DOCUMENT
When I was a kid, I had a best friend who lived across the street. We did everything together until a certain age, and when life started to insert differing interests and paths into our relationship – we drifted apart. It’s totally normal. We remained friends through high school, went to the same college, and today we’re friends on Facebook. I love seeing her and her family through photos and posts, but I no longer know her like I did as a child. This was the last time I truly had a “best friend”.
Since my teen years I have been a social floater, and those tendencies are still with me today. I’ve always been one to follow the beat of my own drummer, and I have never really had another “best friend” since my childhood. Maybe this floater syndrome is what has helped me become a successful expat, I really can’t be sure.
Eight years ago, I was living in Switzerland with two very small children, I couldn’t speak French, and my husband worked nonstop. I felt so isolated. Most likely the isolation was in my own mind, but I just couldn’t figure out where I fit in. It was our first expat assignment, and I’m pretty sure I didn’t know what I was doing. Writing was a way for me to get my feelings out without actually having to talk to anyone!

AIM 1
Return the passage from the essay on friendship and expat life, starting with "When I was a" and going on through "can’t be sure.".
AIM 2
Summarize the essay on friendship and expat life in two sentences.

SUPPLIED MATERIAL

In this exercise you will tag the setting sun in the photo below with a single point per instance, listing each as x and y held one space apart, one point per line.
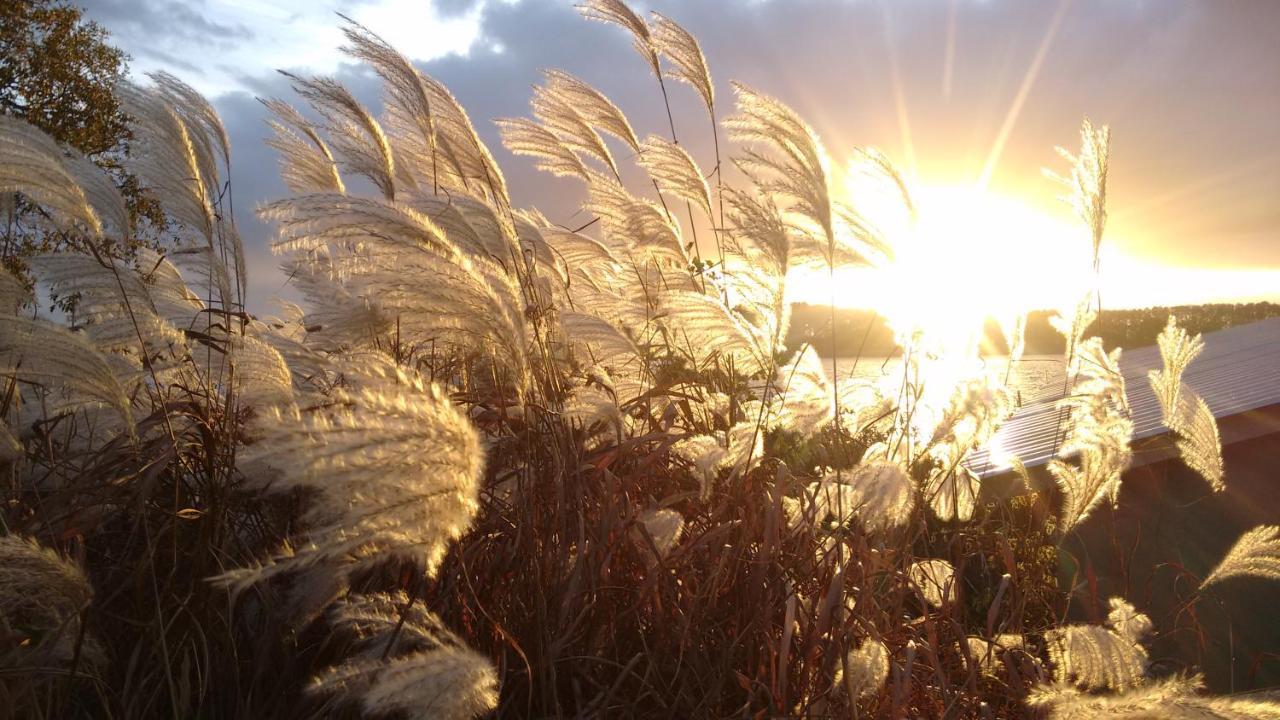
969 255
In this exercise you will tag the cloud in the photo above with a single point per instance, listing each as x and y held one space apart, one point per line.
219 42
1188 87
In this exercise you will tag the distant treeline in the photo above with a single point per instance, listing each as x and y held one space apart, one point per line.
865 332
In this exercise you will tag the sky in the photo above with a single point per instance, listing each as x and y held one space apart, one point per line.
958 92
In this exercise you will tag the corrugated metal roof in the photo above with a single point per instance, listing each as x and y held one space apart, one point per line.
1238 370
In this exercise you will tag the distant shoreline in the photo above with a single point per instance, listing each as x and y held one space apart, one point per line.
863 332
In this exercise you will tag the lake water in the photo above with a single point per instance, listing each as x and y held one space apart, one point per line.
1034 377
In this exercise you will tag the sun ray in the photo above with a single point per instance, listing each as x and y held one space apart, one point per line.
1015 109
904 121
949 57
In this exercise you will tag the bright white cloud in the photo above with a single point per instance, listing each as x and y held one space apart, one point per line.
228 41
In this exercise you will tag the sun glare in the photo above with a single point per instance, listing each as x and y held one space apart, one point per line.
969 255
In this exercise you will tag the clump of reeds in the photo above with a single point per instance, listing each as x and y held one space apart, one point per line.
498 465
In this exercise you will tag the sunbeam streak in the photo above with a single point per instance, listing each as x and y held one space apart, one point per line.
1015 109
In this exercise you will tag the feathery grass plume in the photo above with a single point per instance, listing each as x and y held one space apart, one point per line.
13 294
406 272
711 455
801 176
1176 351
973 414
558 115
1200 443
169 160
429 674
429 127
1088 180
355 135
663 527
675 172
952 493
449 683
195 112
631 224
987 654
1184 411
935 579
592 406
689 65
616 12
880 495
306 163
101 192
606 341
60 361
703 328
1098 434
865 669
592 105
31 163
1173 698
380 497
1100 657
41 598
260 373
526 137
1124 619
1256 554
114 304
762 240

OUTPUT 1
When I was a kid, I had a best friend who lived across the street. We did everything together until a certain age, and when life started to insert differing interests and paths into our relationship – we drifted apart. It’s totally normal. We remained friends through high school, went to the same college, and today we’re friends on Facebook. I love seeing her and her family through photos and posts, but I no longer know her like I did as a child. This was the last time I truly had a “best friend”.
Since my teen years I have been a social floater, and those tendencies are still with me today. I’ve always been one to follow the beat of my own drummer, and I have never really had another “best friend” since my childhood. Maybe this floater syndrome is what has helped me become a successful expat, I really can’t be sure.

OUTPUT 2
The writer drifted apart from a childhood best friend across the street as their interests and paths diverged, and since the teen years has been a social floater without another best friend. Eight years ago, on a first expat assignment in Switzerland with two very small children, no French, and a husband who worked nonstop, the writer felt isolated and used writing to get those feelings out without having to talk to anyone.